*Aim of the exercise*:
Arrange the data below as a Markdown table with two columns, Row and Data line. Number each row and leave out the blank lines.

*Extracted data*:
•••••

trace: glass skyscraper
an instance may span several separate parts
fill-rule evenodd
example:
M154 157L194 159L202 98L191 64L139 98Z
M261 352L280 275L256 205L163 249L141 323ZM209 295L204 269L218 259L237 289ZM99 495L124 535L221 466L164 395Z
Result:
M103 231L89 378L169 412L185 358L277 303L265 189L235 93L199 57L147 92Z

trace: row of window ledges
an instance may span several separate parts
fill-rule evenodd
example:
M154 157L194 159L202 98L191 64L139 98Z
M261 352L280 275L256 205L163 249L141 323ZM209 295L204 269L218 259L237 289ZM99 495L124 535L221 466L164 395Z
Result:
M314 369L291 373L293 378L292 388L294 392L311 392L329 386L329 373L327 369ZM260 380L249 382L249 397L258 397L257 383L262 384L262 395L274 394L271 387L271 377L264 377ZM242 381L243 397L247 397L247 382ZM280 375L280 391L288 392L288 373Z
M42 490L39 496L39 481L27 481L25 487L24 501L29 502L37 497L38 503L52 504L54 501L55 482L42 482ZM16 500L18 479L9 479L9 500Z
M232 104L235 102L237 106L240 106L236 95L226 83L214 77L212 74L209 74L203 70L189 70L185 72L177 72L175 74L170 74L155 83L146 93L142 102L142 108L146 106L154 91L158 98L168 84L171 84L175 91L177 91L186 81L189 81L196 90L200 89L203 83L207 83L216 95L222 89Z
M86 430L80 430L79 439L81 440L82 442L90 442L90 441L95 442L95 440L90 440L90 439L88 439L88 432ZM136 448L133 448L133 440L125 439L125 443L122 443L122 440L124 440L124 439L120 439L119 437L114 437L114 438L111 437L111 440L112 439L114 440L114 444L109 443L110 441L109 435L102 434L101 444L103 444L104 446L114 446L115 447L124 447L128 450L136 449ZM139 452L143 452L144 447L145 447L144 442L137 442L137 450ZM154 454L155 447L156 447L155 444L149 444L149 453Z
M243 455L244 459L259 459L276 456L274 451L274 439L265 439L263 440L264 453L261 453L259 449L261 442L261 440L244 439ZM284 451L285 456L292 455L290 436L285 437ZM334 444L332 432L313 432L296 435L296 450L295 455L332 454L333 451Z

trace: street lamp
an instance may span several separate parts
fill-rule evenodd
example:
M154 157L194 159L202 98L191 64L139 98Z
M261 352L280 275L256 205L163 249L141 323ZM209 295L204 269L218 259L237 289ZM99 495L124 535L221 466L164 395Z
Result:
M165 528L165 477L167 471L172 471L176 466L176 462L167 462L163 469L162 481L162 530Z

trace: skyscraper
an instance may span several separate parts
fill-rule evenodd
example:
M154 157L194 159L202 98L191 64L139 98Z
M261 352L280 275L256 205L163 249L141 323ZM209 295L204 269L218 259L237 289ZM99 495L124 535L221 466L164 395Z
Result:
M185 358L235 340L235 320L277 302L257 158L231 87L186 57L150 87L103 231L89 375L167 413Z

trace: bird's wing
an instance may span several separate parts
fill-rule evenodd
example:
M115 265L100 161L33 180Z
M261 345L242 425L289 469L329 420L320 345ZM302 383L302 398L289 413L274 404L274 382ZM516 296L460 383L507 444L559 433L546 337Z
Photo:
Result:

•••••

*Reply to the exercise*:
| Row | Data line |
|---|---|
| 1 | trace: glass skyscraper |
| 2 | an instance may span several separate parts |
| 3 | fill-rule evenodd |
| 4 | example: |
| 5 | M154 157L194 159L202 98L191 64L139 98Z |
| 6 | M261 352L280 275L256 205L163 249L141 323ZM209 295L204 269L218 259L237 289ZM99 495L124 535L221 466L164 395Z |
| 7 | Result: |
| 8 | M103 231L89 378L169 412L185 358L277 303L265 189L235 93L199 57L147 92Z |
| 9 | trace: row of window ledges |
| 10 | an instance may span several separate parts |
| 11 | fill-rule evenodd |
| 12 | example: |
| 13 | M154 157L194 159L202 98L191 64L139 98Z |
| 14 | M261 352L280 275L256 205L163 249L141 323ZM209 295L204 269L218 259L237 289ZM99 495L124 535L221 466L164 395Z |
| 15 | Result: |
| 16 | M314 369L291 373L293 378L292 388L294 392L311 392L329 386L329 373L327 369ZM260 380L249 382L249 397L258 397L257 383L262 384L262 395L274 394L271 387L271 377L264 377ZM242 381L243 397L247 397L247 382ZM280 375L280 391L288 392L288 373Z |
| 17 | M42 490L39 496L39 481L27 481L25 487L24 501L29 502L37 497L38 503L52 504L54 501L55 482L42 482ZM16 500L18 479L9 479L9 500Z |
| 18 | M232 104L235 102L237 106L240 106L236 95L226 83L214 77L212 74L209 74L203 70L189 70L185 72L177 72L175 74L170 74L155 83L146 93L142 102L142 108L146 106L154 91L158 98L168 84L171 84L175 91L177 91L186 81L189 81L196 90L200 89L203 83L207 83L216 95L222 89Z |
| 19 | M86 430L80 430L79 439L81 440L82 442L90 442L90 441L95 442L95 440L90 440L90 439L88 439L88 432ZM136 448L133 448L133 440L125 439L125 443L122 443L122 440L124 440L124 439L120 439L119 437L114 437L114 438L111 437L111 440L112 439L114 440L114 444L109 443L110 441L109 435L102 434L101 444L103 444L104 446L114 446L115 447L124 447L128 450L136 449ZM139 452L143 452L144 447L145 447L144 442L137 442L137 450ZM154 454L155 447L156 447L155 444L149 444L149 453Z |
| 20 | M243 455L244 459L259 459L276 456L274 451L274 439L265 439L263 440L264 453L261 453L259 449L261 442L261 440L244 439ZM284 451L285 456L292 455L290 436L285 437ZM334 444L332 432L313 432L296 435L296 450L295 455L332 454L333 451Z |
| 21 | trace: street lamp |
| 22 | an instance may span several separate parts |
| 23 | fill-rule evenodd |
| 24 | example: |
| 25 | M154 157L194 159L202 98L191 64L139 98Z |
| 26 | M261 352L280 275L256 205L163 249L141 323ZM209 295L204 269L218 259L237 289ZM99 495L124 535L221 466L164 395Z |
| 27 | Result: |
| 28 | M165 528L165 477L167 471L172 471L176 466L176 462L167 462L163 469L162 481L162 530Z |
| 29 | trace: skyscraper |
| 30 | an instance may span several separate parts |
| 31 | fill-rule evenodd |
| 32 | example: |
| 33 | M154 157L194 159L202 98L191 64L139 98Z |
| 34 | M261 352L280 275L256 205L163 249L141 323ZM209 295L204 269L218 259L237 289ZM99 495L124 535L221 466L164 395Z |
| 35 | Result: |
| 36 | M185 358L235 340L235 320L277 302L257 158L231 87L186 57L150 87L103 231L89 375L167 413Z |
| 37 | trace: bird's wing |
| 38 | an instance may span several separate parts |
| 39 | fill-rule evenodd |
| 40 | example: |
| 41 | M115 265L100 161L33 180Z |
| 42 | M261 345L242 425L289 469L329 420L320 345ZM302 383L302 398L289 413L274 404L274 382ZM516 296L460 383L507 444L559 433L546 337Z |
| 43 | Photo: |
| 44 | Result: |